[EXTRACT]

Together, Not Apart: In political terms, 2020 represents the exact reverse of 1984. Then, the tide was running with the challengers. Now, it is running with the incumbents. If Labour and the Greens can plausibly guarantee to keep us working and keep us safe, then traditional demographic voting patterns will cease to matter. Young and old, rich and poor, brown and white will repay Jacinda with a landslide.
HERE WE GO AGAIN. Young New Zealanders are not registering to vote in anything like the numbers needed to re-elect Jacinda Ardern. Labour relies on the voters aged between 25 and 55 years-of-age to supply the bulk of its Party Vote. If voters aged between 18 and 25 registered and voted in anything like the same numbers as the centre-left’s core vote, Labour would long ago have become New Zealand’s “natural party of government”.
Labour’s vulnerability stems not only from the unwillingness of 18-25 year-olds to engage with and participate in electoral politics, but also from the determination of older voters to make their voices heard. Unfortunately, those older voices chorus persistently for the Right.
This raises the grim spectre of a right-wing victory secured almost entirely by the toxic combination of an extremely high percentage of older voters turning out to vote for the National Party, and a comparatively low percentage of younger voters actually bothering to vote Labour or Green. If Judith Collins makes sure she does nothing to dissuade the over-55s from following their usual political instincts, and if Jacinda Ardern cannot persuade the youngest cohort of voters to come out for her in record numbers, then National could end up defeating Labour on 19 September.
The $64,000 question for Labour is: “How do we prevent this from happening?”
It’s not enough to say that the party should offer 18-25 year-olds a manifesto shaped to fit their preferences. Given that those aged between 18 and 25 are consistently the staunchest supporters of radical left-wing economic, social and environmental policies, constructing Labour’s platform to reflect their preferences exclusively would, almost certainly, alienate the support of older voters. If an 80-90 percent turnout of the youngest voting cohort could be guaranteed, it might be worth the risk. The problem is, not even the proudly radical policies of the Greens are enough to make 18-25 year-olds turn out like the over-70s.
Perhaps the only circumstances in which the 18-25 cohort could be lured to the polls in great numbers would be those in which the hunger for national unity, stimulated by a once-in-a-generation confluence of multiple interests, was strong enough to generate a massive cross-class and cross-generational spike in electoral participation.
Something very close to this occurred in the snap-election of 1984. Economic controls usually reserved for wartime, including wage, price, rent and interest-rate “freezes”, combined with high levels of unemployment and rapidly rising fears of a nuclear holocaust to produce a nationwide determination to change the government. Workers and employers united against Muldoon’s dirigiste economic management. Old and young came together to create a nuclear-free New Zealand.
Against this extraordinary coalition, the National Government of Rob Muldoon, which had come to epitomise everything hostile and/or resistant to what many argued were long overdue social and economic changes, didn’t stand a chance. The highest turn out in New Zealand political history – 93.7 percent of registered voters – swept Muldoon and his divisive policies out of office and ushered in an unexpected (and unannounced) revolution.

[/EXTRACT]
[GIVEN INFORMATION]

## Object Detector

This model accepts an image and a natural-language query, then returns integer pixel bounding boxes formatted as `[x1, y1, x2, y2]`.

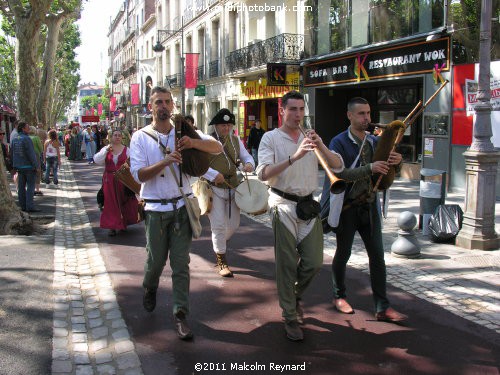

[/GIVEN INFORMATION]

◆ **TASK ITEM**:
Copy out, word for word, the passage of the essay on youth turnout in New Zealand's 2020 election starting at "Together, Not Apart: In" and ending at "with a landslide.".

◆ **WRITTEN REPLY**:
Together, Not Apart: In political terms, 2020 represents the exact reverse of 1984. Then, the tide was running with the challengers. Now, it is running with the incumbents. If Labour and the Greens can plausibly guarantee to keep us working and keep us safe, then traditional demographic voting patterns will cease to matter. Young and old, rich and poor, brown and white will repay Jacinda with a landslide.